- [Materials provided]
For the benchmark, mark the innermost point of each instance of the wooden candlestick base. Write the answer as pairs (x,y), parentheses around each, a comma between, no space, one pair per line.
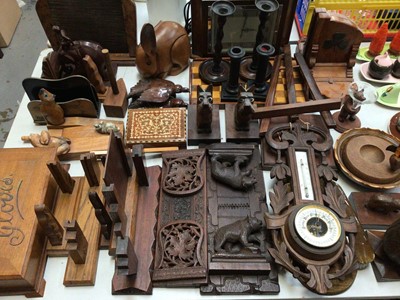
(115,105)
(347,124)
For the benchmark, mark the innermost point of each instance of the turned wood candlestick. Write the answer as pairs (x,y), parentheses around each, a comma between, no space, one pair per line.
(230,89)
(249,65)
(216,70)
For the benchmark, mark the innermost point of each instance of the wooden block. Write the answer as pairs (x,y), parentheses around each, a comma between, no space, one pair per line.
(146,221)
(85,274)
(236,136)
(195,138)
(115,105)
(49,224)
(156,127)
(25,181)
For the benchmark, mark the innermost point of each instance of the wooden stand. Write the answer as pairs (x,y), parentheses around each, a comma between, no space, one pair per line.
(194,137)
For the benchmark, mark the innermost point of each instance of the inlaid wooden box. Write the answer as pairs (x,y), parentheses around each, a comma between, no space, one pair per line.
(24,181)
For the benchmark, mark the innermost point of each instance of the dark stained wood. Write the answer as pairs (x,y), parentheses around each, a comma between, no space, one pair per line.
(115,30)
(298,108)
(194,137)
(63,179)
(236,136)
(138,161)
(249,270)
(115,105)
(76,241)
(182,211)
(91,169)
(270,98)
(145,237)
(49,224)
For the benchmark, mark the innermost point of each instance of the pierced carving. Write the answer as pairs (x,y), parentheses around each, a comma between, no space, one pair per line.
(183,176)
(181,242)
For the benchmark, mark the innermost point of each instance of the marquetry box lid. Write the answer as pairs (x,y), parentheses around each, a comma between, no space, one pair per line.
(24,181)
(157,127)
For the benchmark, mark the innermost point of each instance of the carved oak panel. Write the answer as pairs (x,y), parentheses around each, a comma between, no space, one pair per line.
(239,262)
(181,244)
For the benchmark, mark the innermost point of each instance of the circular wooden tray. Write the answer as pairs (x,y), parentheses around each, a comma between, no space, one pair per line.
(362,156)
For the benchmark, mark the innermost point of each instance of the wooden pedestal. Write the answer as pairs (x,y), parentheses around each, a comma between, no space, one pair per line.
(195,138)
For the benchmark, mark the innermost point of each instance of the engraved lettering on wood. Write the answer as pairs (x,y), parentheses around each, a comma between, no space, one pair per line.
(9,210)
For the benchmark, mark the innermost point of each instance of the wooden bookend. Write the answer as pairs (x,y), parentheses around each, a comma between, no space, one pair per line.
(91,168)
(51,227)
(144,241)
(116,105)
(137,151)
(63,179)
(182,214)
(101,214)
(236,203)
(76,242)
(125,258)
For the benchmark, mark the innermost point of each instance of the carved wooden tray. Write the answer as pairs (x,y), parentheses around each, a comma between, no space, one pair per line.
(361,155)
(24,182)
(280,97)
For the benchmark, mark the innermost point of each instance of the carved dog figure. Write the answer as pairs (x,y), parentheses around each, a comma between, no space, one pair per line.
(204,109)
(236,232)
(230,174)
(243,110)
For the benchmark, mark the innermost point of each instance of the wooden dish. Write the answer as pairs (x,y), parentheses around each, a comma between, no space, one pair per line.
(362,156)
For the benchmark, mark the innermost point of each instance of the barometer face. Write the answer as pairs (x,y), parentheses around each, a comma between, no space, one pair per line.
(318,226)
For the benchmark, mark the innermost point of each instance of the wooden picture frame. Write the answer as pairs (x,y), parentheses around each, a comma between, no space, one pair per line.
(201,25)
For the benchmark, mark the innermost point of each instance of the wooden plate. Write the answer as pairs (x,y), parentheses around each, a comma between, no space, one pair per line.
(362,156)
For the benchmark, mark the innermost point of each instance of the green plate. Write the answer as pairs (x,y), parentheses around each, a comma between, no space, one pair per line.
(363,53)
(391,98)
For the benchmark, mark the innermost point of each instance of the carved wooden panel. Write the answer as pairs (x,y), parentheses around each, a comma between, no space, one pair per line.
(235,268)
(24,182)
(181,246)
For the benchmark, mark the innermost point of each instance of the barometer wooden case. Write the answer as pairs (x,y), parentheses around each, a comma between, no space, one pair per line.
(313,230)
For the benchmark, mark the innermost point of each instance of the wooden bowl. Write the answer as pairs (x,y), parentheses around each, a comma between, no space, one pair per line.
(362,156)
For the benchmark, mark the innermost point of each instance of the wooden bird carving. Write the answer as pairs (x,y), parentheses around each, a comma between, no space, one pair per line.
(156,93)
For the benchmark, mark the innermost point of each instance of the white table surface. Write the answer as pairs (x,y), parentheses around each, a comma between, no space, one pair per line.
(365,286)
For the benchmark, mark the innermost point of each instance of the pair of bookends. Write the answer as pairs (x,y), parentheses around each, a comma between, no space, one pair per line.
(314,230)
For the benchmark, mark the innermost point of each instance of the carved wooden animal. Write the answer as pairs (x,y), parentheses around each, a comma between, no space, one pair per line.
(383,203)
(204,109)
(51,111)
(348,109)
(236,232)
(156,92)
(391,242)
(243,110)
(230,173)
(163,50)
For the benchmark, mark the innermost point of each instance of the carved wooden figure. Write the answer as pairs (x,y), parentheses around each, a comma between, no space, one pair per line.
(156,92)
(239,262)
(204,109)
(49,224)
(163,50)
(51,111)
(76,242)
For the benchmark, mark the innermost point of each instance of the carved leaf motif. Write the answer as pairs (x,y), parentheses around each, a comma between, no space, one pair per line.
(319,280)
(327,173)
(280,198)
(281,171)
(335,198)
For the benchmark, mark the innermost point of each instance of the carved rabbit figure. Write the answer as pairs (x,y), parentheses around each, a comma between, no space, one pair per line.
(163,50)
(204,109)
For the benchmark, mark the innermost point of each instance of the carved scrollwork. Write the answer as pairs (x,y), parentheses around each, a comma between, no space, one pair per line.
(183,176)
(181,245)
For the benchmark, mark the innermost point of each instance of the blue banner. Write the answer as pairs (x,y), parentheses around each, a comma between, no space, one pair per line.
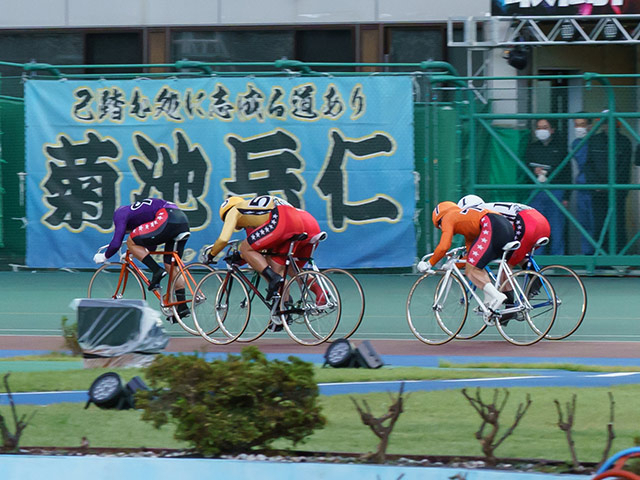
(340,148)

- [Given problem] Go through all the material above and swap "innermost point" for "central point" wherever it appears, keeping everything else the same. Leave the pictures out of your answer.

- [Exercise solution]
For the benchmark, mark the central point of each instance of the wooden candlestick base. Write the answer as pairs (x,y), parentheses around each, a comma between, no space, one pair per line.
(115,105)
(347,124)
For the benchmark, mark the central point of each instance of the turned wood candlestick. Write the answer as pairs (x,y), parentheses around each, a comma between, no space, one pair per line.
(230,89)
(249,65)
(216,70)
For the benchmark, mark the central point of each instance of the wooden block. Write the answer as pairs (x,y), parentheses around each, a comma between, no space, one pair per line.
(146,221)
(85,274)
(236,136)
(195,138)
(115,105)
(49,224)
(156,127)
(25,181)
For the benchmark, mark the central point of each instance of the wooden stand. Write the answer as pairs (x,y), parentheses around each, a comma between, no space, one pair per line.
(194,137)
For the benchmark, mark the central point of each instance of the inlaid wooden box. Write the answer as pairs (x,y), parentheses around each, a comma between, no space, one pair per line.
(24,181)
For the benchmark, mark the central point of each instance of the dark stained wood. Write the answer as pairs (x,y), parentheses around each, a comma between, no space, one pair per line.
(115,30)
(298,108)
(194,137)
(63,179)
(236,136)
(138,161)
(249,270)
(115,105)
(76,241)
(182,211)
(91,169)
(270,98)
(145,237)
(49,224)
For the benchmark, mark the central point of each instance of the pierced carving. Write the answer as pairs (x,y), parentheses around each, a comma between, no space, one pair per line.
(183,176)
(181,242)
For the benchmark, mark the central point of each instance of the marquetry box lid. Write the answer as pairs (x,y), parentheses around each, a comma between, no space, one pair per line.
(24,181)
(157,127)
For the benchmark, mark the central point of each instance of the carved oak panel. Write the answer as pairs (x,y), parentheses around each, a comma between, no space, one pair per line.
(239,262)
(181,244)
For the benchmark, mark the central point of each instance of the circular wooden tray. Write the answer as pairs (x,y), parentheses around each, a comma between, no space, one pair per line.
(362,156)
For the benchmark, mark the central point of each instance of the wooden pedestal. Write the answer as pairs (x,y), parentheses around each, a comma between, no space, one pair per line.
(195,138)
For the benchmark, mark the central point of each instance of the engraved lettering on wood. Write the answer as pairs (x,y), parentheses around each, a comma between, no space, one pair per line.
(9,210)
For the benchmark, mark the central point of each instance of the wooden bookend. Write the answer as pairs (x,y), parentheses around each, a comma between, no space, one pair per line.
(91,168)
(51,227)
(144,241)
(116,105)
(137,151)
(63,179)
(182,214)
(101,214)
(236,203)
(76,242)
(125,258)
For the benchmark, mark the central point of each instance of the carved wooden tray. Write the answer as pairs (x,y), parentheses around each, a comma between, no space, one pair per line.
(361,155)
(24,182)
(280,97)
For the benchmark, mark the central point of each instance of the carved dog figure. Write the answer as pairs (x,y), parentheses around each, a comma between, no space, one pair per line.
(204,109)
(236,232)
(230,174)
(243,110)
For the benchmark, mark the central point of each instance of the wooden dish. Write the answer as pairs (x,y), parentheses around each, a comma between, no space, one pair per line.
(362,156)
For the benchmark, mark the central point of each instance of the barometer face. Write the answer as pairs (x,y), parentheses around each, a comma between, no space, one pair per line.
(318,226)
For the benchmark, mark the central point of each instance of the wooden picture frame. Write the answer as pairs (x,y), parentheses around each, a comma between, no space, one pair per line.
(201,25)
For the benchmark, mark the central point of each instance of the wooden plate. Write the answer as pairs (x,y), parentheses around each, a comma between, no space, one pair per line.
(362,156)
For the benchmark, mark the central point of each instance of the green plate. Write the answer as pairs (x,y), parentheses around each, a comma between, no space, one pair per line.
(363,53)
(391,98)
For the benchmark, mark the central point of each instance of the carved wooden panel. Write the answer as pairs (x,y), parentheses around each, a comma between, no space, one pair per line.
(235,268)
(24,182)
(181,246)
For the benchmark, mark the central point of each instance of the barometer wooden case. Write the answer as pairs (x,y), parentheses around each, a comma between, no space, one pair per line.
(313,230)
For the benchmark, mark the central point of each instance of the wooden bowl. Write the answer as pairs (x,y), parentheses around each, a comma between, no space, one pair per line.
(362,156)
For the benchmark, mark the central point of each instance of the wooden bird carving. Write the answer as pairs (x,y), parentheses around each, a comma between, no space, one pair per line.
(156,93)
For the benchmark, mark the central point of each instance of the white table surface. Write the answer as pairs (x,y), parentheses around each, a comma between, no space, one pair per line.
(365,286)
For the benchmark, mark the central point of each instance of the pair of bookends. Write the answer as pairs (x,y), parentheses around each, a comma between, no space, one pair per line.
(314,230)
For the benchmark, mark the central point of each instance of the carved wooden animal. Write the answer as pairs (x,y), parentheses around each, a comma between, no space, one pair per line.
(383,203)
(204,109)
(51,111)
(348,109)
(236,232)
(156,92)
(391,242)
(243,110)
(230,173)
(163,50)
For the benchmark, mark the central point of each instance of the carved wooden figure. Write the answer as pairs (x,y), parentheses around each, a comma between, no space, one pair per line.
(156,92)
(239,262)
(204,109)
(49,224)
(163,50)
(51,111)
(76,242)
For the benchmark, mark the central point of each instance of the carved leaf motif. Write the answer as pairs (x,y), parentheses around each, a comma between, no space, one pair per line.
(319,280)
(327,173)
(280,198)
(281,171)
(335,198)
For the benchmark, mark the central point of each instance of the carved rabbit figure. Write the answer as pairs (x,y), parentheses around each, a comma between, no space, one pair per line.
(163,50)
(204,109)
For the benchmark, mark the central point of each instance of the carved scrollwork. Write the answer as pairs (x,y), parentheses around each, a comma between, no space, one pair per line.
(183,176)
(181,245)
For the benchmark, mark the central point of each instance of the blue banner. Write the answer as pairs (x,y), parentheses around each, a comma between, no space, one pair per line.
(340,148)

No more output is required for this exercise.